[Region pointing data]

:::

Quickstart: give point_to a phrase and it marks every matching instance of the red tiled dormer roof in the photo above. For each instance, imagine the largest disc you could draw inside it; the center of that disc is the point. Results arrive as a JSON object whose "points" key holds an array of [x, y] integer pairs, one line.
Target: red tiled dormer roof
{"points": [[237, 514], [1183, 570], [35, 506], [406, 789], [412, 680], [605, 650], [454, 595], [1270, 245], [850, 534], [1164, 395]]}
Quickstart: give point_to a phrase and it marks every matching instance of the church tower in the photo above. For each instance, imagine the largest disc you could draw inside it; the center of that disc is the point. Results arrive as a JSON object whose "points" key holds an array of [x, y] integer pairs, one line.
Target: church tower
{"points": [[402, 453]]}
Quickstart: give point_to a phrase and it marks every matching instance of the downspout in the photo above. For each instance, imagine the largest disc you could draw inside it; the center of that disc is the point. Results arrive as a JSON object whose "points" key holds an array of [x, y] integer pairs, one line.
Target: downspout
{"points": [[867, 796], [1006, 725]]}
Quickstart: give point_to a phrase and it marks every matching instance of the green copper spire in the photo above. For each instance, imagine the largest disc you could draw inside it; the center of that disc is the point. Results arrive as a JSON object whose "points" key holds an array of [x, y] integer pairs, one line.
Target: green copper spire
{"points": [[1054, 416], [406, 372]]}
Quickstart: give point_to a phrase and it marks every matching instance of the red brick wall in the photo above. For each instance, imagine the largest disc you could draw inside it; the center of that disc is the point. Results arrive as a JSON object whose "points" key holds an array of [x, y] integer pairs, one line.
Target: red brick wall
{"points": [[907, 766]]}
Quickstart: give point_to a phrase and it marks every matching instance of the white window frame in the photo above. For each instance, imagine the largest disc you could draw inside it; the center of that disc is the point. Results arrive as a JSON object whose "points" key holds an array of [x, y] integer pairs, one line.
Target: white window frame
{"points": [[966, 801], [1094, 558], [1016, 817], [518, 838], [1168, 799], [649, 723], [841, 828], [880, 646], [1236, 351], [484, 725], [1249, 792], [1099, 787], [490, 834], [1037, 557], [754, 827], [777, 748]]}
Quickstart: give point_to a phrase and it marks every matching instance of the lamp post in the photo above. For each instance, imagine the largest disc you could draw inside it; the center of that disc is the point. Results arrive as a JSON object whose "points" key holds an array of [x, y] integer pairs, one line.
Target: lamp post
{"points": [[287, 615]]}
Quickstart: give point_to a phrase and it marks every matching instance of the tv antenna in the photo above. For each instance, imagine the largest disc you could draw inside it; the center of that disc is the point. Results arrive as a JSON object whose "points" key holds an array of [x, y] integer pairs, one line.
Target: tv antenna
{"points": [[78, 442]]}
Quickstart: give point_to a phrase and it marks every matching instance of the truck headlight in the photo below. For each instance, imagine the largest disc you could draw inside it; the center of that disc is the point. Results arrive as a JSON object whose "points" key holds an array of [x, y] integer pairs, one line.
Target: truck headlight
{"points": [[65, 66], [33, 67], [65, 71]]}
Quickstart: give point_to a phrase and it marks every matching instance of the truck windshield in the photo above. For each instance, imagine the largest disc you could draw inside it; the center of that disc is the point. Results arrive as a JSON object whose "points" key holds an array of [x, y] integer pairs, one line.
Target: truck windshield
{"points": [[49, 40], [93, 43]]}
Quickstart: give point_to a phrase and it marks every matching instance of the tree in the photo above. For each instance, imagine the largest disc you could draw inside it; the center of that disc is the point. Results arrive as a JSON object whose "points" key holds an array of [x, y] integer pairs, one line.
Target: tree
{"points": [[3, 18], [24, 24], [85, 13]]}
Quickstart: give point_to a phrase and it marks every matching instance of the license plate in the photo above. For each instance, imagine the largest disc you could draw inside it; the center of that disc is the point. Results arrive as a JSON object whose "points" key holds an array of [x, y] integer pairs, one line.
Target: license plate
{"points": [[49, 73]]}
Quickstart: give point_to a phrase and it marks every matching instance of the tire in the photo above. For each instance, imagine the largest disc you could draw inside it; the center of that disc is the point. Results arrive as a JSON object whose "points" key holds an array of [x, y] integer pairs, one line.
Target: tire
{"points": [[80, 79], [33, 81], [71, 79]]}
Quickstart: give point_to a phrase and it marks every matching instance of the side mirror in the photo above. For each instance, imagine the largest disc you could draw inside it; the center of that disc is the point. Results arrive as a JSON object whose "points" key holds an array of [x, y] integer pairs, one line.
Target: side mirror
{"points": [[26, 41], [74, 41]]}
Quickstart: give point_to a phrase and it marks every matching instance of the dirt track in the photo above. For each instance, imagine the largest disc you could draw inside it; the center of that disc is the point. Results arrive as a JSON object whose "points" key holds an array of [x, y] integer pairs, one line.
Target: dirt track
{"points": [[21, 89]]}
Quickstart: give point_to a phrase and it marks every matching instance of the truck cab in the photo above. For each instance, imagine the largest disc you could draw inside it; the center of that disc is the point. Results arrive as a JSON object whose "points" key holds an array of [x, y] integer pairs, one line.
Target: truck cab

:::

[ACTION ITEM]: Extract the data in full. Keep it word for word.

[OUTPUT FOR THIS TASK]:
Quickstart: give point_to a phrase and it marks every matching instance of the red tiled dormer roof in the photo above. For each instance, imagine the largest disc you could draw inside it; the center of that disc is the point. Results arrive as a JSON object whose "points" key holds an array of [x, y] integer pairs, one line.
Target: red tiled dormer roof
{"points": [[237, 514], [1183, 570], [35, 506], [406, 789], [412, 680], [605, 650], [454, 595], [1270, 245], [850, 534], [1164, 395]]}
Quickstart: give point_to a phrase and it marks every matching instance of the church tower in the photo above. For each instance, imagine the largest disc you could draw inside it; the center of that disc is the point. Results arrive as a JSON object whose "points" key holds an array of [x, y] integer pairs, one line.
Target: church tower
{"points": [[402, 453]]}
Quickstart: give point_to a phrase and it marks every matching instance of the downspout in the photo above. For each instance, imagine the largest disc you could draw inside it; the center of that disc is the point. Results arrive as a JSON object whose "points" key holds an array of [x, y] integer pairs, one line.
Target: downspout
{"points": [[867, 796], [1006, 725]]}
Quickstart: give point_to a phrase and it marks every matching instance of the green copper spire in the photo above. For each instance, imagine the largest disc you could draw inside it; the center of that disc is the point. Results arrive as a JSON object whose "points" key holds an array of [x, y] integer pairs, one line.
Target: green copper spire
{"points": [[1054, 416], [406, 372]]}
Quickstart: give point_to a phrase and it marks every matching instance of the red brick wall in the photo above. For each instance, imagine the largest disc you could draw inside it; the center of that disc is the point. Results arrive as a JSON object whose "points" key holds an array of [x, y] integer pairs, one line.
Target: red brick wall
{"points": [[907, 766]]}
Quickstart: give point_to a phrase and it marks every matching instance of the white window frame in the photo above. For each instance, imagine the largest disc you could draw inside it; the center of that disc is the point. Results arrive as a JSON object whose "points" key holds an array of [x, y] integer pairs, one line.
Target: white window frame
{"points": [[966, 801], [1094, 558], [1016, 817], [518, 838], [1168, 799], [649, 723], [841, 828], [880, 646], [1236, 351], [484, 725], [1249, 792], [1099, 787], [490, 834], [1037, 557], [754, 827], [777, 748]]}
Quickstart: give point_to a phrase and it marks every matching instance of the lamp post in the photo above. For each instance, imagine the largest disc you could draw inside it; the center of that disc is the point. Results arrive as a JSON object whose "points" key holds an array of [x, y] integer pairs, one line.
Target: lamp post
{"points": [[287, 615]]}
Quickstart: give point_to a phrase and it marks every matching instance of the tv antenna in the photo above. For each instance, imagine the largest disc you could draw inside it; the center of that disc is the point. Results arrive as a JSON object whose "points" key holds an array of [x, y] integer pairs, one line.
Target: tv antenna
{"points": [[78, 442]]}
Quickstart: give point_to a phrase and it marks every matching instance of the truck headlight in the photo below. For each instance, imagine the largest disc you could draw inside it; the center of that disc is the point. Results arrive as a JSON object whose "points" key holds an array of [x, y] integer pairs, one line.
Target: truck headlight
{"points": [[65, 66], [33, 67], [65, 71]]}
Quickstart: give point_to a phrase and it marks every matching instance of the truck windshield in the photo above. For each instance, imagine the largest disc you could draw inside it; the center of that disc is the point. Results arrive as a JSON object whose "points" key holds an array of [x, y] integer pairs, one line.
Target: truck windshield
{"points": [[49, 40], [93, 43]]}
Quickstart: give point_to a phrase and it marks every matching instance of the tree in the photo above. For each instance, imagine the largest disc you could draw inside it; the center of that disc is the point. Results arrive as a JSON object whose "points" key holds an array of [x, y] integer pairs, one line.
Target: tree
{"points": [[3, 18], [24, 24], [85, 13]]}
Quickstart: give point_to a phrase and it marks every matching instance of the license plate in the photo above. For each instance, imagine the largest disc you could draw inside it; the center of that disc is the point. Results arrive as a JSON object whose "points" key holds an array of [x, y] integer pairs, one line.
Target: license plate
{"points": [[49, 73]]}
Quickstart: give point_to a phrase and it marks every matching instance of the tire in the photo above. For each instance, imagine the largest disc you could draw inside it; the center of that disc is the point. Results arrive as a JSON object whose "points" key holds an array of [x, y] integer pairs, one line.
Target: tire
{"points": [[80, 79], [33, 81], [71, 79]]}
Quickstart: give point_to a phrase and it marks every matching instance of the side mirror in the photo above. For each instance, imagine the largest disc you could draw inside it; the center of that disc is the point. Results arrive as a JSON object whose "points" key holds an array of [x, y] integer pairs, one line.
Target: side mirror
{"points": [[26, 41], [74, 41]]}
Quickstart: give point_to a phrase and it marks every matching instance of the dirt track in the photo above. For each instance, imagine the largest disc you could draw inside it; the center of that disc is the point. Results arrive as a JSON object whose "points" key holds an array of [x, y] integer pairs, one line.
Target: dirt track
{"points": [[21, 89]]}
Quickstart: give point_to a phrase and it marks every matching instance of the truck cab in the photo above. For each instance, imagine the largest disc you could draw inside it; the center of that disc is the point. Results arrive as a JSON object whose "points" key holds an array of [x, y] integer pairs, one line.
Target: truck cab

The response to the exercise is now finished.